Natural-language object grounding data:
=== Begin Enclosure ===
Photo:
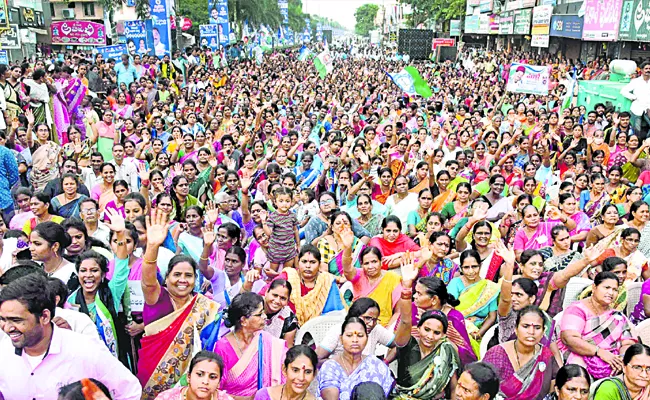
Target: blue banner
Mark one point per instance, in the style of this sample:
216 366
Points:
115 51
306 34
138 35
160 28
284 11
209 36
569 26
219 16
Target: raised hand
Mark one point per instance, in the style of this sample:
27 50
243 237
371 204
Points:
211 212
507 254
209 235
116 223
347 238
157 228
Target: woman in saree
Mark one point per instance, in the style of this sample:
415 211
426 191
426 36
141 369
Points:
368 219
499 204
253 358
369 280
332 246
610 217
203 379
614 187
416 219
299 368
318 293
107 134
633 383
593 200
427 365
444 195
67 203
477 296
340 374
526 367
535 234
392 243
172 314
560 255
420 180
45 157
100 297
103 193
629 159
593 334
402 202
457 209
430 294
627 248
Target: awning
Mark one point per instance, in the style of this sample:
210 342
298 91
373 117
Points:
39 31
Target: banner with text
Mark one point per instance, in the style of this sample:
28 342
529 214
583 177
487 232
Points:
161 36
524 78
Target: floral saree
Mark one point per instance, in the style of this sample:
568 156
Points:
531 381
428 377
169 344
260 365
607 331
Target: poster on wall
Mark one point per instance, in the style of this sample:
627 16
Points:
524 78
601 20
83 33
160 28
139 37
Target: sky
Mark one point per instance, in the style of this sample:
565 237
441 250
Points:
341 11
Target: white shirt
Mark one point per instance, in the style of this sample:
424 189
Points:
638 90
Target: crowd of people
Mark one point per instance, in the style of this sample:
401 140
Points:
172 228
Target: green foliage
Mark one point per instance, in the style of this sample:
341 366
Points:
425 11
365 16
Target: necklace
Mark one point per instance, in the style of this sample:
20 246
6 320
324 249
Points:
282 393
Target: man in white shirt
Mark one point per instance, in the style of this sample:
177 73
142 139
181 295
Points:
124 170
638 90
40 357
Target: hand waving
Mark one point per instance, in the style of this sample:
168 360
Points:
157 228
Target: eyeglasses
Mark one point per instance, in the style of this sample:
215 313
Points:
368 319
640 368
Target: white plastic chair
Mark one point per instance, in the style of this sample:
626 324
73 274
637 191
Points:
574 287
318 327
643 331
633 296
486 340
346 287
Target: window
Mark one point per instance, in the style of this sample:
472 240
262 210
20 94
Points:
89 9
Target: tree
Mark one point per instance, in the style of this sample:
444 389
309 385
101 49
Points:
424 11
365 16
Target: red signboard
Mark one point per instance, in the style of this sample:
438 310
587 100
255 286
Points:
443 42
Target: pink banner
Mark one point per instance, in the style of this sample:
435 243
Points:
=== End Enclosure ===
Directions for this task: Please make your reply exactly the lines from the one containing "Target: white plastic chair" through the end of the entries above, and nothing more.

Exercise output:
Target: white plastic chair
Mark one point per instance, in the style of this sample:
626 324
73 274
637 191
Points:
574 287
318 327
643 331
633 296
486 340
346 287
Target: window
Mark one point per instance, in the style of this sample:
472 240
262 210
20 94
Points:
89 9
Target: tree
Mark one point per instance, in the style of this sample:
444 389
309 385
101 49
Points:
424 11
365 16
Target: red signboard
Mark one point per instance, in the style of this sample:
438 310
587 100
255 286
Points:
443 42
Target: pink banner
Mark one point per instance, in the style of this sample:
435 243
Points:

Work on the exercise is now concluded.